Excerpted passage ▸
[Start of Attachment]

A Tale of Two Hurricanes–and You, Part 2

Since finishing my post on Hurricanes Isaac and Katrina this morning,I’ve realized that I hadn’t actually finished. I’d only begun.  (Is your life, like mine, that way more often that not?)  All day I have continued to be haunted by three things.  One is John Nelson’s achingly, lyrically beautifully map and the Deep Truth it depicts:  each event in our lives is part of a much greater Whole, vaster than we have dreamed.  

Another is something that Eric Francis foregrounded in his post in Katrina’ aftermath.  Seven years later, you can still feel the energy in his words. Francis begins his post with something he couldn’t get out of his mind — an image of Karl Rove standing on the roof of the White House in a magician’s hat and cape, with a big staff, conjuring Hurricane Katrina.”   Francis reminds us that Katrina came in the wake of a fury of climate change denial by the Bush White House, and a dramatic, downward spiral in the U.S.’ tragic misadventure in Iraq, the ancient Fertile Crescent of civilization.

Seven years after Katrina’s devastation of the city that is arguably America’s most global in its very DNA , Isaac rolls in. He plowed through a Gulf of Mexico deeply scarred and maimed by a massive oil spill two and a half years ago,down tot he mats of oil on its floor.  The Republican Party was gathering for its national convention on the Gulf, in Tampa, but Isaac skirted Tampa and headed for New Orleans.

[End of Attachment]

Data excerpts ▸
[Start of Attachment]

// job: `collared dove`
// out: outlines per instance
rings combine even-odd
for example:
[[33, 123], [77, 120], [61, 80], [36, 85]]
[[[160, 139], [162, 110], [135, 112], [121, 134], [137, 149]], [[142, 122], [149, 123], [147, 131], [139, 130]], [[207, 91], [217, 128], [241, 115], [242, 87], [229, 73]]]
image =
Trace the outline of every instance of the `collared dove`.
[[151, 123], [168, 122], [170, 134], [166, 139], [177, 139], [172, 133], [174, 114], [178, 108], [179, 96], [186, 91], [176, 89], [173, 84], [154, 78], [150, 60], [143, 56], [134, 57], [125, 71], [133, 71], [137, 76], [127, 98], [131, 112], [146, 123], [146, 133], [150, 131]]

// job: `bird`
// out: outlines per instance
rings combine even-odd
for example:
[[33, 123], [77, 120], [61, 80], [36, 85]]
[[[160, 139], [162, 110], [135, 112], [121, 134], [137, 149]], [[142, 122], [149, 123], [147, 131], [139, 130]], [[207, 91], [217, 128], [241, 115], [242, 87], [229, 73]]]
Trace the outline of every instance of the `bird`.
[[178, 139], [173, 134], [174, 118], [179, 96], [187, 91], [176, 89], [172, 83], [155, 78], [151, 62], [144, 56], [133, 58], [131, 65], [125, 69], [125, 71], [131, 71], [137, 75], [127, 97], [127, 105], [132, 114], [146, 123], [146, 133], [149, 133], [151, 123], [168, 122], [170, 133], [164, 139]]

[End of Attachment]

Activities ▸
- A) From the post on Hurricanes Isaac and Katrina, transcribe the passage from "Another is something that Eric" up to and including "Crescent of civilization.".
- B) Condense the paragraph of the hurricanes post that begins "Another is something that Eric Francis foregrounded" into a short bulleted list that keeps its main facts.
- C) Write the next part of the post on Hurricanes Isaac and Katrina, picking up after its final sentence.

Results in order ▸
- A)
Another is something that Eric Francis foregrounded in his post in Katrina’ aftermath.  Seven years later, you can still feel the energy in his words. Francis begins his post with something he couldn’t get out of his mind — an image of Karl Rove standing on the roof of the White House in a magician’s hat and cape, with a big staff, conjuring Hurricane Katrina.”   Francis reminds us that Katrina came in the wake of a fury of climate change denial by the Bush White House, and a dramatic, downward spiral in the U.S.’ tragic misadventure in Iraq, the ancient Fertile Crescent of civilization.

- B)
- The second thing haunting the writer comes from Eric Francis's post written after Katrina, whose energy can still be felt seven years later.
- Francis opens with an image he couldn't get out of his mind: Karl Rove on the White House roof in a magician's hat and cape, holding a big staff, conjuring Hurricane Katrina.
- He reminds readers that Katrina followed a fury of climate change denial by the Bush White House.
- It also came during a dramatic downward spiral in the U.S. misadventure in Iraq, the ancient Fertile Crescent of civilization.

- C)
It’s profoundly interesting that Isaac veered away from the feverish yet grim hurrah for the old paradigm of empire, conquest, and subjugation. Instead, he headed for New Orleans, one of a handful of U.S. cities that retains its allegiance to diverse points of cultural and spiritual origin.  Like Greece, Egypt, Syria, Russia, China, and India, New Orleans is a charged node of transformational energy, with roots that go deep into the ancient world.  If you’ve ever been in labor, or sat with someone who was dying, or undergone metamorphosis of any kind, you’ll remember that much of it is sheer agony.  You’ll recall that a kind of purging of the dross within you has to take place.

And that takes me back to John Nelson’s masterpiece of a map.  Those luminous arms, spiralling around the dark center of all that we do not yet see, do not yet understand, do not yet even dream of.  What a haunting image of our own mysterious journeys as individuals and also as a species–and perhaps as a solar system, a galaxy, and a universe as well, though we have not yet learned how to think that way. Perhaps, though, it is where we are heading. Perhaps, now that Neptune, the Cosmic Seer, Mystic, and Dreamer, is in his own realm of Pisces, we can see at least that much.